**Exercise brief**
Without changing a single word, write out every entry.

-- Entries supplied follows --

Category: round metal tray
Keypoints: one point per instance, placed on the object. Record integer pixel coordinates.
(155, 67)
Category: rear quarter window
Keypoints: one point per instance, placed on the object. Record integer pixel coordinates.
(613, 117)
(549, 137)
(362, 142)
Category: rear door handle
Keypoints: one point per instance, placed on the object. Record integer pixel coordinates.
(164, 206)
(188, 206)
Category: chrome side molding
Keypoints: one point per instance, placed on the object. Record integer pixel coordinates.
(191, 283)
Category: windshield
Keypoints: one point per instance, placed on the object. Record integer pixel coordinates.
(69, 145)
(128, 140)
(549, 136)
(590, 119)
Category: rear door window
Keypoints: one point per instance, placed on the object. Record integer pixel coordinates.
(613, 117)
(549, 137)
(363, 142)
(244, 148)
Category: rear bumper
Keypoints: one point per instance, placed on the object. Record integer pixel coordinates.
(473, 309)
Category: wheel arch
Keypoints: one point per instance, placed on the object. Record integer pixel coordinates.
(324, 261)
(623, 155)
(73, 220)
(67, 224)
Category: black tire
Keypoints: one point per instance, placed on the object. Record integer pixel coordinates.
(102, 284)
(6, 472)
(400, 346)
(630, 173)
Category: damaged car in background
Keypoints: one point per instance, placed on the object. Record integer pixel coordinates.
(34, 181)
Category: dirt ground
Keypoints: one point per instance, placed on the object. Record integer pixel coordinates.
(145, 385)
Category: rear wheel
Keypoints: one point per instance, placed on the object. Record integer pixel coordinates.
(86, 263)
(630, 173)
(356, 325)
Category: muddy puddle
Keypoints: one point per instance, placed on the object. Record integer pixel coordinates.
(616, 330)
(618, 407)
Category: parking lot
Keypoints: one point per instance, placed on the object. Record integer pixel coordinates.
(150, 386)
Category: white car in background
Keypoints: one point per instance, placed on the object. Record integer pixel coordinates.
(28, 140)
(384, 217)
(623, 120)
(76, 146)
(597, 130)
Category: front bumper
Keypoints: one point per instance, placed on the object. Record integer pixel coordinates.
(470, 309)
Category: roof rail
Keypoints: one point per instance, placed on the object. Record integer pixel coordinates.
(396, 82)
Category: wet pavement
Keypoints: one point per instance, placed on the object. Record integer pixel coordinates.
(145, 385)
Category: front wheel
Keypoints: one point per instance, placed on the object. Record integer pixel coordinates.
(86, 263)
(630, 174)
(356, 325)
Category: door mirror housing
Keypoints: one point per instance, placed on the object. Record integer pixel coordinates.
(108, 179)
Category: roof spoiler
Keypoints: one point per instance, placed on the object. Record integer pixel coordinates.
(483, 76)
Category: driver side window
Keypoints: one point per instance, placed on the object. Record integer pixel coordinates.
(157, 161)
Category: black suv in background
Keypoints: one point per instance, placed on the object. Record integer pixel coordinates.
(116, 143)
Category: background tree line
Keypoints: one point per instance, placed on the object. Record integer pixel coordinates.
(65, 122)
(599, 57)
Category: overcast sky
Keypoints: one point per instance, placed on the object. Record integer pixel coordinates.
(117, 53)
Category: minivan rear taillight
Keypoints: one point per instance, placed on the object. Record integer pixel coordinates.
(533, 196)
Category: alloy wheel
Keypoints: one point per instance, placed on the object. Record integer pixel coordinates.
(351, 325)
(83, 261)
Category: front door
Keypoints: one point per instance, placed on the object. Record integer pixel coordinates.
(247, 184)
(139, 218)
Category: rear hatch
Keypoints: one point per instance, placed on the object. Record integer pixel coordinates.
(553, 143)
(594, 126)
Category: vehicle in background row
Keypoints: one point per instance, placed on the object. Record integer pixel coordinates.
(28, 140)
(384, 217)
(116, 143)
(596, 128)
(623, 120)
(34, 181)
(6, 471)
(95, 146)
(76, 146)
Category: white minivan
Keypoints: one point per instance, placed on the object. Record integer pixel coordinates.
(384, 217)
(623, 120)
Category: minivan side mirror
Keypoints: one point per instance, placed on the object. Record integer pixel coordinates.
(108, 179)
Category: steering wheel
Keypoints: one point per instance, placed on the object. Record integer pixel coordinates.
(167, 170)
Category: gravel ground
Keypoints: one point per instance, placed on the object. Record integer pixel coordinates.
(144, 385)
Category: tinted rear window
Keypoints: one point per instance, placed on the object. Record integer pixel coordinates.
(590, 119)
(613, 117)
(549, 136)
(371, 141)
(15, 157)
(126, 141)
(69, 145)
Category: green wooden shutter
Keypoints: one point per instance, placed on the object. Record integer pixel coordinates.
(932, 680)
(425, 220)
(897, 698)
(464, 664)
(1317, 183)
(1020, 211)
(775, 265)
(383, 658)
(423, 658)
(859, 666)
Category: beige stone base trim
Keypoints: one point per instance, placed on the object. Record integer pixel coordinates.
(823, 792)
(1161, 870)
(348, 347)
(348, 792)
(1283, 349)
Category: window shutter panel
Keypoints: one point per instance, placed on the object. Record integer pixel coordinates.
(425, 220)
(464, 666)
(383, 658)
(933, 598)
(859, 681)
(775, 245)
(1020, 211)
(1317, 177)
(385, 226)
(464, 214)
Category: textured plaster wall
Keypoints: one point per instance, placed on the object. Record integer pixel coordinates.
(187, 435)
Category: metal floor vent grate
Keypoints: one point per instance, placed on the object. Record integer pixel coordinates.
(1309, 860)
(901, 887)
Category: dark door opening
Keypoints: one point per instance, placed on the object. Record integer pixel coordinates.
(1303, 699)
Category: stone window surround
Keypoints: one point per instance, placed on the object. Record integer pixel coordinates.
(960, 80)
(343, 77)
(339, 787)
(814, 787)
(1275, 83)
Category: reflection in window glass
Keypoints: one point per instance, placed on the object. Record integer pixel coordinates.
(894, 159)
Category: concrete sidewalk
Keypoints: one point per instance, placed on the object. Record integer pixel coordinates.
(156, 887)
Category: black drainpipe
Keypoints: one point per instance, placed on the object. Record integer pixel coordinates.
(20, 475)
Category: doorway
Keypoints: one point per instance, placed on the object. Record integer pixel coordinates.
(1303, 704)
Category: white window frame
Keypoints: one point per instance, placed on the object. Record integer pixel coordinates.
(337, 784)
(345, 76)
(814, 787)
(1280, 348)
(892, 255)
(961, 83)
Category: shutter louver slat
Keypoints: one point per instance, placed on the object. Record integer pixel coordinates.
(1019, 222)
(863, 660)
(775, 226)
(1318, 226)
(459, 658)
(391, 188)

-- Entries supplied concluded --

**Result of this task**
Category: round metal tray
Keypoints: one point per instance, placed on the object. Record integer pixel coordinates.
(155, 67)
Category: rear quarter window
Keypoints: one point per instance, placed on the object. Record integer pixel coordinates.
(613, 117)
(549, 137)
(362, 142)
Category: rear door handle
Keypoints: one point per instance, placed on the object. Record integer pixel coordinates.
(164, 206)
(188, 206)
Category: chrome side molding
Keypoints: one point per instance, placed on the object. Record integer pixel coordinates.
(191, 283)
Category: windshield
Keypoints: one point per instance, placed on the object. Record integer pixel coordinates.
(69, 145)
(128, 140)
(549, 136)
(590, 119)
Category: rear door window
Keypoints: one point per instance, placed on the object. Record integer pixel coordinates.
(613, 117)
(549, 137)
(363, 142)
(244, 148)
Category: rear bumper
Keypoints: one point per instance, placed on the object. Record integer pixel coordinates.
(473, 309)
Category: wheel arch
Keypoints: one point per instance, placed on the object. Record integer pixel coordinates.
(324, 261)
(623, 155)
(73, 220)
(67, 224)
Category: black tire
Keypoints: one point per instance, placed on the object. Record integer pixel coordinates.
(102, 284)
(6, 472)
(400, 346)
(630, 173)
Category: damaged car in background
Keypoints: one point per instance, placed on the object. Record integer pixel coordinates.
(34, 181)
Category: dirt ground
Keypoints: one point per instance, placed on the object. Record integer pixel coordinates.
(145, 385)
Category: rear wheel
Keypoints: one point per instance, placed on the object. Record integer pixel coordinates.
(86, 263)
(630, 173)
(356, 325)
Category: muddy puddle
Keypoints: one point per instance, placed on the object. Record integer pixel coordinates.
(616, 330)
(618, 407)
Category: parking lot
Keypoints: one point per instance, placed on the object. Record integer pixel coordinates.
(150, 386)
Category: white car in background
Keypoints: one point per instance, placed on the object. Record integer pixel coordinates.
(28, 140)
(384, 217)
(623, 120)
(76, 146)
(597, 130)
Category: front bumper
Keypoints: one point per instance, placed on the object. Record integer pixel coordinates.
(470, 309)
Category: roof rail
Keypoints: one point per instance, placed on the object. Record integer pixel coordinates.
(396, 82)
Category: wet pavement
Keypoints: one point per instance, placed on the object. Record integer pixel coordinates.
(145, 385)
Category: front wheel
Keypoints: one point per instance, placed on the object. Record integer pixel coordinates.
(86, 263)
(630, 174)
(356, 325)
Category: door mirror housing
Keypoints: one point per instance, placed on the object. Record integer pixel coordinates.
(108, 179)
Category: roof spoiler
Keypoints: one point per instance, placed on the object. Record integer pixel coordinates.
(483, 76)
Category: driver side window
Keypoints: one point per instance, placed on the object. Record integer pixel coordinates.
(157, 161)
Category: black suv in background
Keypoints: one point per instance, placed on the object. Record integer pixel coordinates.
(116, 143)
Category: background tree line
Keypoints: one point per instance, placed on the object. Record integer pixel coordinates.
(65, 122)
(599, 57)
Category: overcast sky
Keypoints: one point per instance, placed on the object. Record integer pixel coordinates.
(117, 53)
Category: minivan rear taillight
Keypoints: one point per instance, placed on the object. Record integer pixel coordinates.
(533, 196)
Category: alloy wheel
Keypoints: one point per instance, placed on the object. Record integer pixel coordinates.
(351, 325)
(83, 261)
Category: front door
Keypoints: one point per instance, placed on the object. Record integer pixel coordinates.
(247, 184)
(139, 218)
Category: rear hatch
Keypoints: one point per instance, placed on the object. Record integer pixel coordinates.
(553, 143)
(594, 126)
Category: vehicle in background row
Keypoints: one point per instance, placed on the object. Record integer pixel coordinates.
(28, 140)
(384, 217)
(116, 143)
(596, 128)
(623, 120)
(34, 181)
(6, 471)
(95, 146)
(76, 146)
Category: white minivan
Keypoints: one point per instance, placed on the object. Record integer pixel coordinates.
(384, 217)
(623, 120)
Category: minivan side mirror
Keypoints: one point per instance, placed on the object. Record integer pixel coordinates.
(108, 179)
Category: steering wheel
Keypoints: one point per instance, placed on the object. Record integer pixel coordinates.
(167, 170)
Category: gravel ground
Keypoints: one point per instance, placed on the object. Record integer pixel coordinates.
(144, 385)
Category: tinted rear window
Keypoints: one point per instance, placed on the object. Record integer pixel coordinates.
(590, 119)
(613, 117)
(549, 136)
(371, 141)
(15, 157)
(126, 141)
(69, 145)
Category: green wooden shutter
Keypoints: one point per instance, placed on the object. Record integer pixel coordinates.
(932, 680)
(425, 220)
(897, 698)
(464, 664)
(1317, 183)
(1020, 211)
(775, 265)
(383, 658)
(423, 658)
(859, 666)
Category: beige stone base trim
Keypoints: one point per instance, placed on the object. Record integer pixel coordinates.
(823, 792)
(1161, 870)
(348, 347)
(348, 792)
(1283, 349)
Category: window shutter panel
Keypoints: one point per instance, placed on the object. Record integer pixel coordinates.
(425, 220)
(464, 666)
(383, 658)
(933, 598)
(859, 681)
(775, 245)
(1020, 211)
(1317, 177)
(385, 226)
(464, 214)
Category: textured plaster wall
Keypoints: one point per instance, placed on the object. Record integer pixel coordinates.
(187, 435)
Category: metal floor vent grate
Keypoints: one point per instance, placed on the object. Record integer pixel coordinates.
(1309, 860)
(901, 887)
Category: dark door opening
Keypoints: one point per instance, placed on the object. Record integer pixel coordinates.
(1303, 699)
Category: stone window surround
Keypoints: one point per instance, placed on the object. Record integer pixel coordinates.
(960, 80)
(343, 77)
(339, 787)
(814, 787)
(1275, 83)
Category: reflection in window glass
Keypoints: one point per instance, placed on the object. Record integer pixel coordinates.
(894, 159)
Category: concrete sidewalk
Keypoints: one point per instance, placed on the object. Record integer pixel coordinates.
(156, 887)
Category: black drainpipe
Keypoints: one point per instance, placed on the object. Record integer pixel coordinates.
(20, 475)
Category: doorway
Keypoints: one point per instance, placed on the object. Record integer pixel coordinates.
(1303, 704)
Category: white window frame
Keypoints: one point per instance, placed on the object. Record integer pixel coordinates.
(337, 784)
(345, 76)
(814, 787)
(1280, 348)
(892, 255)
(961, 83)
Category: shutter louver slat
Keypoints: one point per instance, placed on the object. Record integer pixel coordinates.
(1019, 222)
(863, 660)
(775, 226)
(1318, 226)
(459, 658)
(391, 188)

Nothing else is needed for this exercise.